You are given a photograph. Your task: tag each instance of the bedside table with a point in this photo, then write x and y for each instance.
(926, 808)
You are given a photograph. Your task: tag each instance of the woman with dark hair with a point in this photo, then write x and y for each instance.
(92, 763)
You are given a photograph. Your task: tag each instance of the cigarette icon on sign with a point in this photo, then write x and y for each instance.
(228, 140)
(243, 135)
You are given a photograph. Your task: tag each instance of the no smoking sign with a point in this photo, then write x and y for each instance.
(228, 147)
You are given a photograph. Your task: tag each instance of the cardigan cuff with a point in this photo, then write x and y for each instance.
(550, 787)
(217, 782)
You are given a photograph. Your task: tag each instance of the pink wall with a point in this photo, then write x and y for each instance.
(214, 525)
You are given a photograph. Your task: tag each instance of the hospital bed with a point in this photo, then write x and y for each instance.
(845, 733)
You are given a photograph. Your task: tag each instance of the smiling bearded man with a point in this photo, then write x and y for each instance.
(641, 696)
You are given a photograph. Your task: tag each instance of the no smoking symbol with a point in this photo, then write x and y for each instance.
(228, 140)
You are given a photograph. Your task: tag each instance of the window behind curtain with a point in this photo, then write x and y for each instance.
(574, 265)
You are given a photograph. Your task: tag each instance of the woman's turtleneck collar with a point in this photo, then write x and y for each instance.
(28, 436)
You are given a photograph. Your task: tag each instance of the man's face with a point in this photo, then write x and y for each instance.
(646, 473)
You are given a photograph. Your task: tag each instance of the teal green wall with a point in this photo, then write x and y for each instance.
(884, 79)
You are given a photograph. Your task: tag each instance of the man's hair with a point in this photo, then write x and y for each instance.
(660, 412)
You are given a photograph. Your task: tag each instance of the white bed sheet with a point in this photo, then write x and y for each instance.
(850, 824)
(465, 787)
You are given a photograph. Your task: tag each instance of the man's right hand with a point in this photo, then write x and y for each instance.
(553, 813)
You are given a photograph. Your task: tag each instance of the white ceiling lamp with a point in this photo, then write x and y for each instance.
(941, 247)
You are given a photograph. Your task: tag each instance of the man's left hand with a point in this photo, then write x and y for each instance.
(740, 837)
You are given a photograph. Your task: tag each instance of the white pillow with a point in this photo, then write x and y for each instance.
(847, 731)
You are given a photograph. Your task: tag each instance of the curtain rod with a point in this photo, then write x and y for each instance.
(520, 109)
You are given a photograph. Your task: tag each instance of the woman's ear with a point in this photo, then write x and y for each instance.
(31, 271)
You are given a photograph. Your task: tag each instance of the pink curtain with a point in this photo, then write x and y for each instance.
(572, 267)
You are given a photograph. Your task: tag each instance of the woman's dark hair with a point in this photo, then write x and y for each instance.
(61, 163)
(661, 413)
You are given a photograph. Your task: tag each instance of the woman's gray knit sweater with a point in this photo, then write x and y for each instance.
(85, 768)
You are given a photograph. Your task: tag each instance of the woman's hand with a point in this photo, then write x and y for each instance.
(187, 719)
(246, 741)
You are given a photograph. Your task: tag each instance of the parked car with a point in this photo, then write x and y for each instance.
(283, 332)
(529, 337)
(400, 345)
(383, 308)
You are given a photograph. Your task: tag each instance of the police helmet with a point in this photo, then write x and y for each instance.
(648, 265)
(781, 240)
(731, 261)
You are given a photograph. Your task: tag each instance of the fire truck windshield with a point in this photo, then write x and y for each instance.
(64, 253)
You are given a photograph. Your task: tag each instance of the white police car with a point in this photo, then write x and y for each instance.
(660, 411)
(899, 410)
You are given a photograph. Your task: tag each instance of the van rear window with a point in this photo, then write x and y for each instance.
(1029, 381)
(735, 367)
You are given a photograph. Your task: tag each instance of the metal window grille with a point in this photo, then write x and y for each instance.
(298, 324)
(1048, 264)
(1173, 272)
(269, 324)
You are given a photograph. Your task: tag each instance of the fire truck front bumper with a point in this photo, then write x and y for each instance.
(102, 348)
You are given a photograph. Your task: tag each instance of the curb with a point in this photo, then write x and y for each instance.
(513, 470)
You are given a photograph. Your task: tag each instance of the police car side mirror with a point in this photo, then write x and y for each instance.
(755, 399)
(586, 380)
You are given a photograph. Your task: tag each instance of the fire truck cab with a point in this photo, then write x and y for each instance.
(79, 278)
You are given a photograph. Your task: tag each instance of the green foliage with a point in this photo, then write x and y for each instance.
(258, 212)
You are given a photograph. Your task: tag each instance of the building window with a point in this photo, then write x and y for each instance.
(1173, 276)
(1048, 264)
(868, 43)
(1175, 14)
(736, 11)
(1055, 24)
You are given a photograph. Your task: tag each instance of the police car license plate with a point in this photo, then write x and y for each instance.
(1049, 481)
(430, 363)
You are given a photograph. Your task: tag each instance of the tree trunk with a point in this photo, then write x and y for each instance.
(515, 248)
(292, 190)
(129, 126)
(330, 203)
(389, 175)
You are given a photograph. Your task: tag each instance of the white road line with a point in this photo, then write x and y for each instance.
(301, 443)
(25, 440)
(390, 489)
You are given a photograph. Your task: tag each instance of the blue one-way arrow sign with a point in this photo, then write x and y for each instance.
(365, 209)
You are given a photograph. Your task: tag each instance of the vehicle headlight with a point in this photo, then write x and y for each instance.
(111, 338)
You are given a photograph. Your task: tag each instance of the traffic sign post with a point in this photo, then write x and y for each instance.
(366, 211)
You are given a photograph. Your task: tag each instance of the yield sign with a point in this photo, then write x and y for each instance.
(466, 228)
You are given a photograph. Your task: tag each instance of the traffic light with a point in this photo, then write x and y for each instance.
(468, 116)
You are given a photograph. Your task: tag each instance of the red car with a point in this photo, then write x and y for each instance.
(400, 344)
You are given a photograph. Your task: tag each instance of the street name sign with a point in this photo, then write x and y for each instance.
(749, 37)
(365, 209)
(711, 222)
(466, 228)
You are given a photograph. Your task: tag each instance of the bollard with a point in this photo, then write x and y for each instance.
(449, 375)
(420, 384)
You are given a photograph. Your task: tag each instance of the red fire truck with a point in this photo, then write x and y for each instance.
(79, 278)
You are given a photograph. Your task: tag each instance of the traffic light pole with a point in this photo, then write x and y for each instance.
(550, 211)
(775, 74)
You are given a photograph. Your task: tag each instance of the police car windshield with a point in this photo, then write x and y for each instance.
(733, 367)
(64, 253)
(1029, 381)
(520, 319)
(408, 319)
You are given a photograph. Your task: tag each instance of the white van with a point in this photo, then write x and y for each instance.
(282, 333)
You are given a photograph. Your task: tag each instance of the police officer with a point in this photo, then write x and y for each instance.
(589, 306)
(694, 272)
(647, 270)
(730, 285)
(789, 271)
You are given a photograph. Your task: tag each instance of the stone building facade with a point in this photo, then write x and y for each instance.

§ §

### TASK:
Produce an exact copy of the lines from the one containing "the red car" through the last line, and of nothing else.

### WRITTEN ANSWER:
You are given a photograph. Your task: tag each instance of the red car with a point in this photo, then write x and y for each instance.
(400, 344)
You are given a photograph. Your task: tag each instance of the street name sign with a point in this photo, then write x and y for each instance.
(749, 37)
(365, 209)
(711, 222)
(466, 228)
You are given a photograph. Your task: tag each instance of the bollard with a point in this photo, then write x and y for each instance.
(449, 375)
(420, 384)
You are given a photograph. Your task: tag each instance of the red fire truck with a point in this photo, then write x and y for each instance.
(79, 278)
You are given a photograph. Your task: tag each instance of the traffic light pole with a point in this photo, then write x and y for each instance.
(550, 211)
(775, 74)
You are given a photograph. Your task: tag each instance of the police car windshield with a point in this photo, then write x and y for each instance.
(733, 367)
(64, 253)
(1029, 381)
(520, 319)
(408, 319)
You are given a photograph. Your task: tag each instance of the white van with a point in this photo, then write x and y for each instance.
(282, 333)
You are given a photograph. Your task: tag each instance of the police officer with a point in this photo, then write x and y for each instance.
(589, 306)
(694, 272)
(647, 270)
(730, 285)
(789, 271)
You are given a photograph. Your task: tag each instance of the stone building facade with a point in this photo, then write x and y for each instance.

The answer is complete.